§ Text shown

Docker image for starting Apache Zeppelin.
Note: Must run binary
command with Java version 8 installed.
# Download dependencies
./build download --zeppelin_version=v0.8.2 --spark_version=2.4.3 --hadoop_version=2.7
# Build binaries
./build binary --zeppelin_version=v0.8.2 --spark_version=2.4.3 --hadoop_version=2.7
# Build docker container
./build docker --repo=${DOCKER_NAMESPACE:-datascienceplatform}/zeppelind --commit=$(git rev-parse --short HEAD)
./build all --zeppelin_version=v0.8.2 --spark_version=2.4.3 --hadoop_version=2.7
You can either start the image directly with Docker, or use the Nomad-Docker-Wrapper if you are running your containers on Nomad.
There are now 2 options for running Zeppelin; multi-user or single-user mode. If you wish to test the SSSD integration you will need to run the sssd container which is explained in the sssd project documentation. You need to share a volume /var/sssd/{{id}}/var/lib/sss/pipes:/var/lib/sss/pipes:rw
on both the zeppelin container and the sssd container. Start the sssd container prior to starting the zeppelin container.

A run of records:

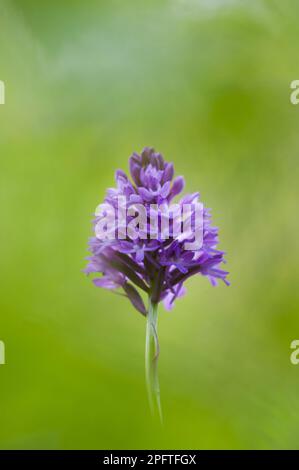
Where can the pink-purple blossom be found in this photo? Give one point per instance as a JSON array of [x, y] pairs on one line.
[[159, 267]]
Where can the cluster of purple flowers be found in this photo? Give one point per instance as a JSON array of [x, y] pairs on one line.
[[157, 266]]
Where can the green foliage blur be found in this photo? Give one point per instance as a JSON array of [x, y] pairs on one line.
[[207, 83]]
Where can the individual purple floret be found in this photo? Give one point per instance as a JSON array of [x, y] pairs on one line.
[[148, 261]]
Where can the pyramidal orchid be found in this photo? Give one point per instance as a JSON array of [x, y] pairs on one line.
[[145, 244]]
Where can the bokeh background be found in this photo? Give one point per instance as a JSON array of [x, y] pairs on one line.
[[207, 83]]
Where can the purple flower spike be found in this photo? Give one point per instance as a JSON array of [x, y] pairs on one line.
[[135, 252]]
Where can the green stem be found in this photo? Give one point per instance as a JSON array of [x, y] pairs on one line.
[[151, 360]]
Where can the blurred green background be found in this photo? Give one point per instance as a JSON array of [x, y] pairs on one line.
[[207, 83]]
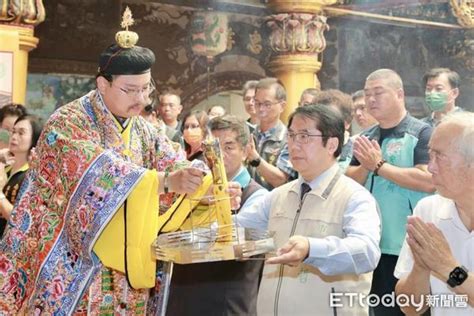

§ Job 1
Answer these questions from the Zeppelin Docker text:
(a) Which Java version must be installed to run the binary command?
(b) What are the two options for running Zeppelin?
(c) Which container should be started first when testing the SSSD integration?
§ Job 2
List every subcommand given to ./build in the Zeppelin Docker text.
§ Job 3
Copy the passage of the Zeppelin Docker text between "Docker image for" and "rev-parse --short HEAD)", inclusive.

§ Complete output 1
(a) Java version 8.
(b) Multi-user mode or single-user mode.
(c) The sssd container.

§ Complete output 2
download, binary, docker, all

§ Complete output 3
Docker image for starting Apache Zeppelin.
Note: Must run binary
command with Java version 8 installed.
# Download dependencies
./build download --zeppelin_version=v0.8.2 --spark_version=2.4.3 --hadoop_version=2.7
# Build binaries
./build binary --zeppelin_version=v0.8.2 --spark_version=2.4.3 --hadoop_version=2.7
# Build docker container
./build docker --repo=${DOCKER_NAMESPACE:-datascienceplatform}/zeppelind --commit=$(git rev-parse --short HEAD)